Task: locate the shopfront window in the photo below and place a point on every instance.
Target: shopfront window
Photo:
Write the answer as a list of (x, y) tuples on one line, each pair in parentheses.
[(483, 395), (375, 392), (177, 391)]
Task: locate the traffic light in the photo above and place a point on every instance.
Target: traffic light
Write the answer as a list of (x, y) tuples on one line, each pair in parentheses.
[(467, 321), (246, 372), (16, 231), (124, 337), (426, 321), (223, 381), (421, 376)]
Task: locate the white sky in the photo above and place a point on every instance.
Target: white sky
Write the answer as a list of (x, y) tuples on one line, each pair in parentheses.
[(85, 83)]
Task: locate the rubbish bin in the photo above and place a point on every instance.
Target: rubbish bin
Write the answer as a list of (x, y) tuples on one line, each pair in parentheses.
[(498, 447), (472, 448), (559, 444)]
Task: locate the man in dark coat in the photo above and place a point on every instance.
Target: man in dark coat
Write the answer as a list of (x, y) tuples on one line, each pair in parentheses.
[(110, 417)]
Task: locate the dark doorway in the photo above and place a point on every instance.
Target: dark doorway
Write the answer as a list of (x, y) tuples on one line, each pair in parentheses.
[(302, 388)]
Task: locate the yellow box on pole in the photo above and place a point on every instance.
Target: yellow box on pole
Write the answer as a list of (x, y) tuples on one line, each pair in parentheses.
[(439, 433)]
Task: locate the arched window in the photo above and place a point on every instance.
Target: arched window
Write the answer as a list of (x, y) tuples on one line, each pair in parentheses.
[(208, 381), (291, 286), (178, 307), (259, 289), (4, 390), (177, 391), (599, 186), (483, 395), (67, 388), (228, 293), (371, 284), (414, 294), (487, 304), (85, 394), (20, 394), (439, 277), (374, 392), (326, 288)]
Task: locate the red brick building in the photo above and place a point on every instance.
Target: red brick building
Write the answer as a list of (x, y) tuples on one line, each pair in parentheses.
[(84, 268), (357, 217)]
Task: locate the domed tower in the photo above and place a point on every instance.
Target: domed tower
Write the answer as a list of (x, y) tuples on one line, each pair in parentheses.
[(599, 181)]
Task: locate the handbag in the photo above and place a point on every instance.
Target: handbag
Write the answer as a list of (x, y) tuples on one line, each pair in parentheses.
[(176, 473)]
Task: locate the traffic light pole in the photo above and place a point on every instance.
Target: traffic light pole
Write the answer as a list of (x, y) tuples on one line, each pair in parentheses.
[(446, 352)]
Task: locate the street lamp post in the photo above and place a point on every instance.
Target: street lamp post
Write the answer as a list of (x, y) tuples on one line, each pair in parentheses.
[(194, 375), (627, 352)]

Exercise details: Please swap "place a point" for "put a marker" throughout all of the items above and write them out again with nothing else changed.

Answer to this task:
Task: locate the shopfront window in the photo below and put a marker on every instance.
Target: shopfront window
Photo:
Write the answer as a list of (x, y) tuples on one line, each pair in parentheses.
[(483, 395), (375, 392), (177, 391)]
Task: locate the traffic light in the photo above and put a marker on every instance.
Target: traffic light
Write the answer as a list of (x, y) tuples on one line, each pair in parentheses.
[(467, 321), (246, 372), (16, 231), (124, 337), (426, 321), (223, 381), (421, 376)]
Task: locate the white sky in the photo above and put a marker on every instance.
Target: white sky
Write the answer as a list of (x, y) tuples on one line, each pair in parentheses.
[(85, 83)]
Task: locate the rubbish bin in the photo above and put a marker on every instance.
Target: rubbish bin
Write the answer as a list of (x, y) tuples on one line, each pair in parentheses.
[(498, 447), (472, 448), (559, 444)]
Task: locate the man in dark coat in the photo above and put a marker on every instance.
Target: man in dark coat
Write the answer as a list of (x, y) tuples on one line, each pair in parentheses.
[(110, 417)]
Task: locate the dark doorway in the photo above and put a marker on every instance.
Target: dark doorway
Write the answer as a list of (x, y) tuples on one line, each pair in parentheses.
[(302, 388)]
Task: locate the yellow box on pole in the photo above and put a marker on every instance.
Target: yellow box on pole
Write the answer as a list of (x, y) tuples on one line, each pair in parentheses.
[(439, 433)]
Task: locate the arched window in the photo above and put a marker on every instance.
Target: arched window
Write the answer as a list of (x, y) tuples on one line, each pair in parentheses.
[(208, 381), (291, 286), (178, 307), (259, 289), (4, 390), (177, 391), (599, 186), (483, 395), (67, 388), (228, 293), (371, 284), (414, 294), (487, 304), (85, 394), (20, 394), (439, 277), (374, 392), (326, 288)]
Task: locate the red brick building in the photo above and put a marker on every instance.
Target: red brick building
Write the answer as a list of (x, y) tuples on one line, each pair in parentheses.
[(84, 268), (357, 217)]
Task: locate the domed tower in the photo above and put a marker on every instance.
Target: domed tower
Write the answer as a list of (x, y) tuples on one line, each pair in parentheses.
[(599, 181)]
Task: locate the handbag in the photo above and put a marker on every instance.
Target: handbag
Write the answer as a list of (x, y) tuples on one line, each pair in parentheses.
[(176, 473)]
Task: locate the traffic light pole in the photo above and put a marker on every instance.
Target: traffic light pole
Write the answer as a list of (x, y) tuples on one line, each pair in parentheses.
[(446, 352)]
Task: locate the street lamp post in the photo above and put a marker on every instance.
Target: street lamp post
Write the answer as a list of (x, y) tuples on one line, each pair in parentheses.
[(194, 375), (627, 352)]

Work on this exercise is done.